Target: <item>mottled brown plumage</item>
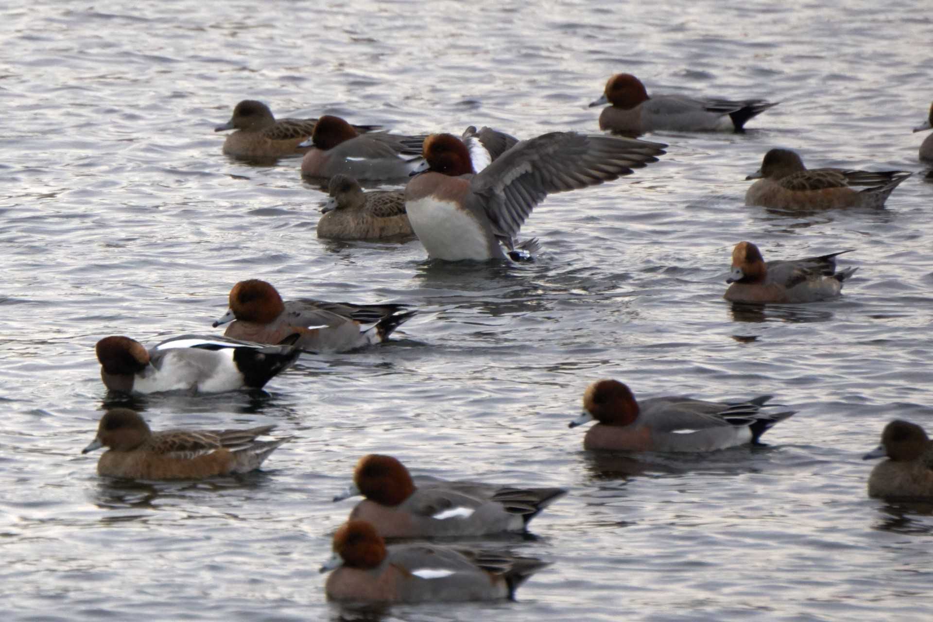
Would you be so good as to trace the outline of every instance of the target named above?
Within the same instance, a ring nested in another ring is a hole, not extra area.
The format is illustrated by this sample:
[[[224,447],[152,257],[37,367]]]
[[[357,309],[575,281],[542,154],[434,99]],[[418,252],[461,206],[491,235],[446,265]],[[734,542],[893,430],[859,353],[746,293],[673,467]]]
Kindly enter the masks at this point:
[[[933,443],[916,423],[893,421],[884,426],[881,445],[865,460],[886,457],[871,470],[869,496],[884,499],[933,498]]]
[[[772,149],[761,168],[745,179],[759,179],[745,193],[746,205],[775,209],[882,207],[911,176],[906,171],[807,169],[789,149]]]
[[[109,448],[97,463],[102,476],[200,479],[258,468],[269,454],[288,440],[256,440],[274,427],[152,432],[135,411],[113,408],[101,418],[97,435],[82,453]]]
[[[224,142],[223,151],[228,156],[264,161],[306,153],[310,147],[299,147],[299,144],[311,138],[316,123],[316,118],[276,119],[265,104],[244,100],[236,104],[230,119],[214,131],[236,130]],[[353,129],[366,132],[377,127],[353,126]]]
[[[383,240],[412,236],[401,190],[363,192],[348,175],[330,178],[330,200],[317,221],[317,237],[327,240]]]

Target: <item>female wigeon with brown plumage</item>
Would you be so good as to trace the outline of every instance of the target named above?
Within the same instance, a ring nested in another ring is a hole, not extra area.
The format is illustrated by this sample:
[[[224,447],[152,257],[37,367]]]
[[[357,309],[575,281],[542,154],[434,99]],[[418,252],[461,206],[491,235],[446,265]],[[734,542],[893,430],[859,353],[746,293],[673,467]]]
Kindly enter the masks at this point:
[[[224,141],[225,155],[250,161],[265,162],[288,156],[300,156],[310,147],[301,147],[311,138],[316,118],[275,118],[262,102],[244,100],[233,108],[230,119],[215,131],[236,130]],[[379,126],[355,126],[355,131],[366,132]]]
[[[894,188],[912,173],[907,171],[807,169],[789,149],[772,149],[761,168],[745,177],[758,179],[745,192],[745,205],[779,210],[880,208]]]
[[[333,556],[321,572],[331,601],[430,602],[513,599],[529,576],[548,566],[535,558],[430,544],[386,546],[365,520],[334,533]]]
[[[274,428],[152,432],[137,412],[113,408],[101,418],[97,435],[81,453],[108,448],[97,462],[102,476],[202,479],[258,469],[269,454],[289,440],[256,440]]]
[[[916,423],[895,420],[884,426],[881,445],[863,460],[886,458],[871,470],[869,496],[933,499],[933,444]]]

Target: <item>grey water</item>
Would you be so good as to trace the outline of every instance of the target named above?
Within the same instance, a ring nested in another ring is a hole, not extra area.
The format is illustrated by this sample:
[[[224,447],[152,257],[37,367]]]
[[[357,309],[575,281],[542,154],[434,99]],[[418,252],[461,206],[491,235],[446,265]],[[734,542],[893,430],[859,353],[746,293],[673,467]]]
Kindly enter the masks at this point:
[[[928,615],[930,508],[868,499],[894,418],[933,417],[933,186],[912,134],[933,99],[922,3],[13,1],[0,7],[0,612],[5,620],[851,620]],[[242,99],[403,132],[596,131],[618,72],[649,91],[781,104],[745,134],[657,133],[661,161],[549,197],[522,265],[438,265],[417,241],[334,243],[298,159],[250,166],[213,128]],[[906,170],[883,210],[780,213],[744,195],[772,146]],[[733,309],[732,245],[845,249],[825,304]],[[266,394],[152,395],[156,429],[276,423],[261,472],[97,477],[95,341],[211,333],[237,281],[285,298],[405,302],[396,339],[303,356]],[[582,450],[586,385],[773,394],[767,447]],[[317,568],[357,458],[564,486],[516,602],[357,611]]]

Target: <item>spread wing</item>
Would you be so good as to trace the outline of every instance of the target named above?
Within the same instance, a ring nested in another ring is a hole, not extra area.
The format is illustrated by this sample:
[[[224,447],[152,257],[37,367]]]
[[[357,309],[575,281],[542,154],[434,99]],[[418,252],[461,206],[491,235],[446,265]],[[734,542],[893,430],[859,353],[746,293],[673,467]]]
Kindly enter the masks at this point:
[[[658,161],[666,145],[618,136],[554,131],[522,141],[470,180],[494,232],[511,239],[532,209],[554,192],[627,175]]]

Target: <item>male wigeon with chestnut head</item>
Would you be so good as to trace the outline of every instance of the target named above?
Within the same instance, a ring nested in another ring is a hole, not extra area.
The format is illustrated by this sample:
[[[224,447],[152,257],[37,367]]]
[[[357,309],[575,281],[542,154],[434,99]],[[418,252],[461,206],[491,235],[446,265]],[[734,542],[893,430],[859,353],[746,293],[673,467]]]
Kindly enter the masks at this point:
[[[933,104],[930,104],[930,110],[926,113],[926,119],[913,128],[914,131],[926,131],[927,130],[933,130]],[[930,134],[924,140],[920,145],[920,159],[933,160],[933,134]]]
[[[742,402],[705,402],[683,396],[636,401],[619,380],[591,384],[583,413],[570,427],[597,422],[583,438],[586,449],[715,451],[751,443],[793,411],[762,412],[771,395]]]
[[[514,238],[547,195],[629,174],[657,161],[665,146],[554,131],[522,141],[478,170],[460,138],[432,134],[425,140],[425,163],[405,187],[405,209],[432,258],[518,258]]]
[[[334,498],[362,494],[351,519],[371,523],[386,538],[484,535],[523,532],[563,488],[525,488],[430,477],[412,479],[392,456],[360,458],[354,484]]]
[[[333,571],[324,590],[331,601],[430,602],[514,599],[529,576],[549,565],[508,553],[430,544],[391,545],[365,520],[334,533]]]
[[[869,496],[933,499],[933,445],[916,423],[895,420],[884,426],[881,445],[863,460],[886,458],[871,470]]]
[[[226,337],[258,343],[279,343],[297,334],[299,348],[313,352],[347,352],[382,343],[414,315],[404,305],[355,305],[301,298],[283,301],[266,281],[249,279],[233,285],[230,309],[214,327],[232,322]],[[362,328],[361,325],[374,325]]]
[[[266,162],[278,158],[299,156],[307,147],[299,145],[309,139],[316,118],[279,118],[262,102],[244,100],[233,108],[230,120],[215,131],[236,130],[224,141],[224,154],[244,160]],[[356,131],[369,131],[378,126],[357,126]]]
[[[836,256],[849,252],[765,262],[758,246],[740,242],[732,249],[732,270],[726,279],[731,284],[722,297],[730,302],[781,304],[833,298],[842,292],[842,283],[858,270],[836,271]]]
[[[311,148],[301,160],[301,175],[315,179],[350,175],[360,181],[401,180],[421,163],[424,136],[385,132],[360,134],[340,117],[317,119]]]
[[[880,208],[912,174],[907,171],[807,169],[790,149],[771,149],[761,168],[745,177],[759,180],[745,192],[745,205],[779,210]]]
[[[259,468],[289,438],[257,440],[275,426],[246,430],[167,430],[152,432],[134,410],[108,410],[97,435],[81,453],[108,448],[97,473],[134,479],[202,479]]]
[[[599,115],[599,129],[628,136],[648,131],[743,131],[745,122],[776,105],[765,100],[721,100],[685,95],[648,97],[641,80],[616,74],[603,96],[590,104],[611,105]]]
[[[111,391],[150,394],[163,391],[222,393],[261,389],[287,369],[301,351],[288,335],[279,345],[185,335],[150,350],[123,336],[105,337],[95,351],[101,380]]]
[[[393,240],[413,236],[400,190],[363,192],[359,182],[339,174],[327,184],[317,237],[325,240]]]

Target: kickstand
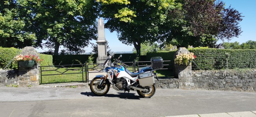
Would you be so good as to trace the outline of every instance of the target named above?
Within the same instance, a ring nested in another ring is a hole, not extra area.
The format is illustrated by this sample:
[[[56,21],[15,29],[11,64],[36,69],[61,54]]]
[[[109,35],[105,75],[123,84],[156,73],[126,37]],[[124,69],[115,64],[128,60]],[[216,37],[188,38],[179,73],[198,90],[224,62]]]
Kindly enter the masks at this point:
[[[127,98],[128,98],[128,95],[129,95],[129,92],[130,92],[130,91],[129,90],[129,91],[128,91],[128,94],[127,94],[127,96],[126,96],[126,98],[125,98],[125,99],[127,99]]]

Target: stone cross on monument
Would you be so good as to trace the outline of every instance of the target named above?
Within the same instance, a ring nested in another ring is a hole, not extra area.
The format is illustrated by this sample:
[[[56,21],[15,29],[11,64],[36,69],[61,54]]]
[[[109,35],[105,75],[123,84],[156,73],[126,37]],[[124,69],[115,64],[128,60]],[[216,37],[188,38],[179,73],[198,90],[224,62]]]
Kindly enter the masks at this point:
[[[97,64],[104,63],[107,58],[107,41],[105,38],[103,20],[100,18],[98,20],[98,38],[96,42],[98,47],[98,57],[96,59]]]

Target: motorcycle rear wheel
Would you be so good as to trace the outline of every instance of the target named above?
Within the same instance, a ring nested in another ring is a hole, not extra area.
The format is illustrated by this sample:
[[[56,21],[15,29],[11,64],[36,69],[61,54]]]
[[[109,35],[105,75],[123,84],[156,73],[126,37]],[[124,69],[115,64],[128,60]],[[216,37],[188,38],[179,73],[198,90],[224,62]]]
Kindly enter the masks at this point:
[[[137,90],[137,92],[139,95],[144,98],[149,98],[153,96],[155,93],[156,92],[156,88],[155,85],[152,85],[150,86],[147,86],[144,87],[148,90],[147,91],[141,91],[139,90]]]
[[[101,78],[95,77],[92,79],[90,83],[90,89],[92,92],[97,96],[102,96],[105,95],[109,90],[110,83],[108,81],[105,81],[100,87],[99,86]]]

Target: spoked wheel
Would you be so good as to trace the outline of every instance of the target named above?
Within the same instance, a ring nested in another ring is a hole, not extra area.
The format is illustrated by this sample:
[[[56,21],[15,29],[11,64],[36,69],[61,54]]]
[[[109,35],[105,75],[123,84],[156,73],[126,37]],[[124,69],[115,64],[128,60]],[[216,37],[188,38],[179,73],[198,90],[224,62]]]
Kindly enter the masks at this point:
[[[153,96],[156,92],[156,88],[154,85],[145,87],[144,88],[147,89],[147,91],[137,90],[137,92],[141,97],[145,98],[150,98]]]
[[[110,83],[108,81],[105,81],[102,86],[99,86],[101,79],[100,78],[94,78],[90,83],[90,89],[92,92],[97,96],[103,96],[109,92]]]

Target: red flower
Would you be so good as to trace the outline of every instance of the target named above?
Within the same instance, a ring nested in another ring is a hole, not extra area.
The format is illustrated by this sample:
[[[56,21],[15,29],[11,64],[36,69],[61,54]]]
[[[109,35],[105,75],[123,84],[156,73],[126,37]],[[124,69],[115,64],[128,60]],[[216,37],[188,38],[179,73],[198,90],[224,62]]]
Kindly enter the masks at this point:
[[[197,57],[196,57],[195,55],[193,55],[193,57],[194,57],[194,58],[196,58]]]

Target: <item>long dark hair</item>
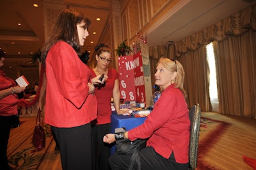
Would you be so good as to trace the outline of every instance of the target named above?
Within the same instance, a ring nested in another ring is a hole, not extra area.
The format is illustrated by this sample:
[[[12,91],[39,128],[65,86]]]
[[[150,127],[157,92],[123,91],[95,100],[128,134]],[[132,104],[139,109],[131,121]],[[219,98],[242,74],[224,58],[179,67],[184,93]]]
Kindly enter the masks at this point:
[[[52,32],[52,35],[43,47],[41,56],[43,63],[45,62],[46,56],[51,47],[60,40],[69,43],[77,54],[79,53],[81,47],[79,42],[77,24],[83,22],[85,23],[84,28],[88,28],[91,24],[90,20],[85,17],[81,12],[65,9],[61,12]]]

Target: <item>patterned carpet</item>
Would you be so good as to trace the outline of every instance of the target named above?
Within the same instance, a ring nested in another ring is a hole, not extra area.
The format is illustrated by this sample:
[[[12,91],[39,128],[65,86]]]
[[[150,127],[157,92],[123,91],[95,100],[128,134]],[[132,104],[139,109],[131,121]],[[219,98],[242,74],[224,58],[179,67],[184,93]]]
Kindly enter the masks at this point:
[[[35,119],[29,118],[30,119]],[[26,118],[26,119],[29,119]],[[23,120],[21,118],[20,120]],[[15,148],[8,147],[8,156],[10,166],[13,169],[38,169],[40,162],[42,162],[45,154],[47,153],[49,146],[52,142],[53,138],[51,132],[50,126],[47,124],[44,125],[44,130],[45,133],[45,148],[44,149],[36,151],[35,148],[31,143],[33,136],[33,127],[29,127],[28,130],[21,130],[17,132],[19,130],[24,129],[28,127],[29,121],[22,121],[20,127],[19,128],[12,129],[11,135],[9,141],[9,146],[15,142],[13,144],[18,143]],[[30,123],[31,124],[31,123]],[[33,123],[35,125],[34,123]],[[32,129],[31,129],[32,128]],[[16,132],[14,132],[16,131]],[[21,137],[20,136],[22,134]],[[20,140],[20,139],[22,139]]]
[[[225,121],[201,117],[197,169],[215,169],[204,160],[204,155],[210,151],[229,125]]]

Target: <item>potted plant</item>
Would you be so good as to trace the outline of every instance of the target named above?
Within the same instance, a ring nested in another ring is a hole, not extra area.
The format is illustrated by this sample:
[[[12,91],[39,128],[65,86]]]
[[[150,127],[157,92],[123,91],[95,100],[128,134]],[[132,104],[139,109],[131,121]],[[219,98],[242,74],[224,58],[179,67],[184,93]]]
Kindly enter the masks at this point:
[[[115,50],[117,56],[125,56],[127,54],[129,54],[131,52],[132,52],[131,47],[125,44],[126,41],[127,39],[125,39],[124,42],[118,44],[117,49]]]

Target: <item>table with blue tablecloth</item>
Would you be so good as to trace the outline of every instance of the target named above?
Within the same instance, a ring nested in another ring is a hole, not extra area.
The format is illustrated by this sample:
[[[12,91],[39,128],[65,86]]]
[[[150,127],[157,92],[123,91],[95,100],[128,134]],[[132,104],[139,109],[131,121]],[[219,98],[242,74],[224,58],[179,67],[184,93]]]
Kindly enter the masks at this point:
[[[124,116],[117,114],[115,111],[113,111],[111,114],[111,133],[115,133],[115,129],[119,127],[125,127],[127,130],[129,130],[141,125],[145,119],[146,117],[134,118],[133,115]],[[111,154],[115,152],[115,146],[111,148]]]

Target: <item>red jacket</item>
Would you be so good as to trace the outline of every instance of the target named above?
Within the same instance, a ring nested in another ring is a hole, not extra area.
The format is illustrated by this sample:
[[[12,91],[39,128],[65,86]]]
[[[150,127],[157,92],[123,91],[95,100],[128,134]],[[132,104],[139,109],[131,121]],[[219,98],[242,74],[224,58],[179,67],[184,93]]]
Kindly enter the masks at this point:
[[[7,77],[0,70],[0,90],[6,89],[16,86],[12,79]],[[12,116],[18,113],[17,104],[19,102],[17,94],[8,95],[0,99],[0,115]]]
[[[140,126],[129,130],[130,140],[149,137],[147,146],[169,158],[174,152],[176,162],[188,160],[190,120],[182,92],[170,85],[162,93],[153,111]]]
[[[93,69],[91,70],[92,77],[96,77],[96,74]],[[113,68],[108,69],[108,79],[106,85],[100,89],[95,88],[95,95],[98,104],[98,112],[96,121],[97,125],[109,123],[111,121],[111,99],[113,97],[113,89],[114,88],[115,82],[118,79],[118,73]]]
[[[49,50],[45,61],[45,123],[74,127],[97,118],[97,100],[88,95],[91,73],[73,48],[60,41]]]

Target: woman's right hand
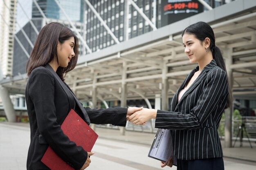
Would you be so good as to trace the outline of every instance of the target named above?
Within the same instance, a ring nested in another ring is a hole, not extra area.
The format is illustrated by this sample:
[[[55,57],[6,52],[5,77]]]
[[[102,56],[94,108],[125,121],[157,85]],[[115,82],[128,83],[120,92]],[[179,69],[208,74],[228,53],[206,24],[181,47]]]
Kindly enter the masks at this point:
[[[94,152],[88,152],[88,156],[87,156],[87,159],[86,159],[85,162],[82,168],[81,168],[80,170],[83,170],[85,169],[86,168],[89,166],[90,163],[91,163],[91,159],[90,159],[89,157],[89,156],[92,156],[92,155],[94,154]]]
[[[173,165],[173,157],[171,157],[169,159],[165,162],[161,161],[161,167],[162,168],[164,168],[166,166],[171,167]]]

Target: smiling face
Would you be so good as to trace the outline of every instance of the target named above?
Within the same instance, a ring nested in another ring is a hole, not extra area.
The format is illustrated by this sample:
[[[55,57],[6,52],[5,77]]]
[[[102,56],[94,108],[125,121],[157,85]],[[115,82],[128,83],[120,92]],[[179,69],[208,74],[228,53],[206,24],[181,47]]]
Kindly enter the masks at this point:
[[[190,63],[200,62],[207,57],[207,52],[206,48],[209,44],[207,39],[203,42],[197,39],[193,34],[185,33],[182,37],[185,53],[188,56]],[[209,50],[209,49],[208,49]]]
[[[65,41],[63,44],[61,44],[59,41],[58,43],[57,51],[59,66],[63,68],[67,66],[68,63],[75,56],[74,51],[74,45],[73,37]]]

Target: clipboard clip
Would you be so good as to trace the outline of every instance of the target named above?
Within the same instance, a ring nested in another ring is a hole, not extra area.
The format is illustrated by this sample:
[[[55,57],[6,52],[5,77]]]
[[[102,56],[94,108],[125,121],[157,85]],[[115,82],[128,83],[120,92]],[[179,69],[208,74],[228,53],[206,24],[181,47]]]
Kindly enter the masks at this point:
[[[155,146],[155,141],[157,139],[157,136],[158,136],[158,134],[159,134],[160,132],[161,132],[161,131],[162,131],[162,129],[157,129],[157,133],[155,134],[155,138],[154,138],[154,140],[153,141],[153,142],[152,142],[152,144],[151,145],[151,148],[155,148],[154,146]]]

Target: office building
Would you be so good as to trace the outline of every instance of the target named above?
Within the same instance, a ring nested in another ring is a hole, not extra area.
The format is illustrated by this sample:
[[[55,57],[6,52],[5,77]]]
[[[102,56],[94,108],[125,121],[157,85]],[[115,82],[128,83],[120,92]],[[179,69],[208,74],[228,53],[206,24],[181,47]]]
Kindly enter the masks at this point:
[[[4,76],[12,75],[16,2],[0,1],[0,63]]]

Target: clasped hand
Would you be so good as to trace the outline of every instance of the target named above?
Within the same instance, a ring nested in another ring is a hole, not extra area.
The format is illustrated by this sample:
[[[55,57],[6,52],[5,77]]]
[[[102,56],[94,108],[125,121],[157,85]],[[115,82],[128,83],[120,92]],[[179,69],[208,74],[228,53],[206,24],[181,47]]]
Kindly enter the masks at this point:
[[[127,113],[126,120],[136,125],[144,125],[151,118],[155,118],[157,110],[143,107],[129,107],[129,109],[137,109],[132,114]]]

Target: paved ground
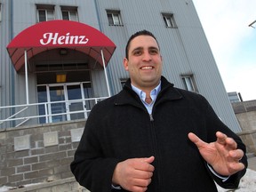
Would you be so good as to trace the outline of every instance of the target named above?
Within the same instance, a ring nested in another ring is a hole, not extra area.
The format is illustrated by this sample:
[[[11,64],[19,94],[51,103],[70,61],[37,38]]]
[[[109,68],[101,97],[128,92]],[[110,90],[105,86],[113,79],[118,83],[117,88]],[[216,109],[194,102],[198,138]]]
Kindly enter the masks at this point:
[[[256,172],[256,156],[248,157],[248,168]]]

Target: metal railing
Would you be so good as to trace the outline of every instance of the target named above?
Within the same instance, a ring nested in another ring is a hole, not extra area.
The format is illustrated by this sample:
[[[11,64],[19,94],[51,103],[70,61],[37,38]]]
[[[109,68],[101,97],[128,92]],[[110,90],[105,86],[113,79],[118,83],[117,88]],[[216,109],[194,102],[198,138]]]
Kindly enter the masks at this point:
[[[80,118],[86,119],[92,107],[107,98],[100,97],[0,107],[0,130],[28,124],[49,124]],[[70,107],[73,107],[73,109]],[[56,108],[59,109],[56,110]]]

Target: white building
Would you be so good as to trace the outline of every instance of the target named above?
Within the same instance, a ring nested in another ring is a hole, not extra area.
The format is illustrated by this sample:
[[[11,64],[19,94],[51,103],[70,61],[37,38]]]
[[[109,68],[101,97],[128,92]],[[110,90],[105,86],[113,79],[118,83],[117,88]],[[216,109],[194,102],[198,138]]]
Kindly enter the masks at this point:
[[[160,44],[164,76],[204,95],[241,132],[192,0],[0,4],[0,128],[86,118],[122,89],[126,42],[148,29]]]

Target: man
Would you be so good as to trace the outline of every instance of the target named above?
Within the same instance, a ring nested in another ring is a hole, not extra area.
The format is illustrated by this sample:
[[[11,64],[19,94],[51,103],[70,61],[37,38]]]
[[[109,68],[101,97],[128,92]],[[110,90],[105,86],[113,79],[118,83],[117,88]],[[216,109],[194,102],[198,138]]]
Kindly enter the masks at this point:
[[[86,122],[71,164],[77,181],[92,192],[216,192],[213,180],[237,188],[244,145],[203,96],[162,76],[153,34],[130,37],[124,66],[131,78]]]

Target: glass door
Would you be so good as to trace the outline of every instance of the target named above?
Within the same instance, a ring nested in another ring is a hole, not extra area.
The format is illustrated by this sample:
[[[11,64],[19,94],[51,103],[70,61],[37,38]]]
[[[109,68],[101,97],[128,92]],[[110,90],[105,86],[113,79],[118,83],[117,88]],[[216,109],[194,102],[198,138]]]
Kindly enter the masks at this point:
[[[87,118],[95,102],[84,98],[92,97],[91,82],[52,84],[37,86],[40,124]],[[47,105],[44,103],[47,102]],[[47,116],[46,116],[47,115]]]
[[[82,100],[82,89],[81,84],[67,84],[67,109],[68,120],[83,119],[84,118],[84,104]],[[72,113],[75,111],[81,111],[79,113]]]
[[[49,85],[48,90],[48,98],[51,102],[48,106],[50,122],[67,121],[64,85]]]

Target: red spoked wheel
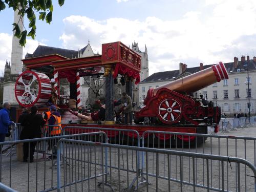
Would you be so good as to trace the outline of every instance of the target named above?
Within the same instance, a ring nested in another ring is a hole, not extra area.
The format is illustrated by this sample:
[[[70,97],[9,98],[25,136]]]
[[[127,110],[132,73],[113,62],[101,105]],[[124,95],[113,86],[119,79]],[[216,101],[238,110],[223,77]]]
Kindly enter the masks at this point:
[[[42,105],[51,97],[52,87],[49,78],[44,73],[26,71],[16,81],[15,95],[24,107]]]
[[[157,116],[164,123],[171,124],[178,122],[181,119],[182,105],[174,98],[165,98],[159,102]]]

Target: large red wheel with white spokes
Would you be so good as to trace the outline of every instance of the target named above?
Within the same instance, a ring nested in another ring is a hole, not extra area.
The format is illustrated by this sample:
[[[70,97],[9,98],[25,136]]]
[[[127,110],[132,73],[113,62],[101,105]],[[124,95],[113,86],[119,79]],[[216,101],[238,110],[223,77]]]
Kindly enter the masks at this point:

◆ ◆ ◆ ◆ ◆ ◆ ◆

**TASK PROMPT**
Output only the lines from the one holding "Target: large red wheel with white spokes" through the last line above, exactly as they appear.

**EXERCISE SOLUTION**
Target: large red wheel with white spokes
Would you be so good as to trace the outline of every instance of the target named above?
Within the same instance, a ring nested in another ring is a hole, not extra area.
The format is illustrated by this sample:
[[[70,97],[9,98],[25,136]]]
[[[127,110],[132,73],[113,62],[101,105]],[[124,95],[113,86],[119,79]],[[216,101],[238,110],[223,77]]]
Kindly enter the masks at this point:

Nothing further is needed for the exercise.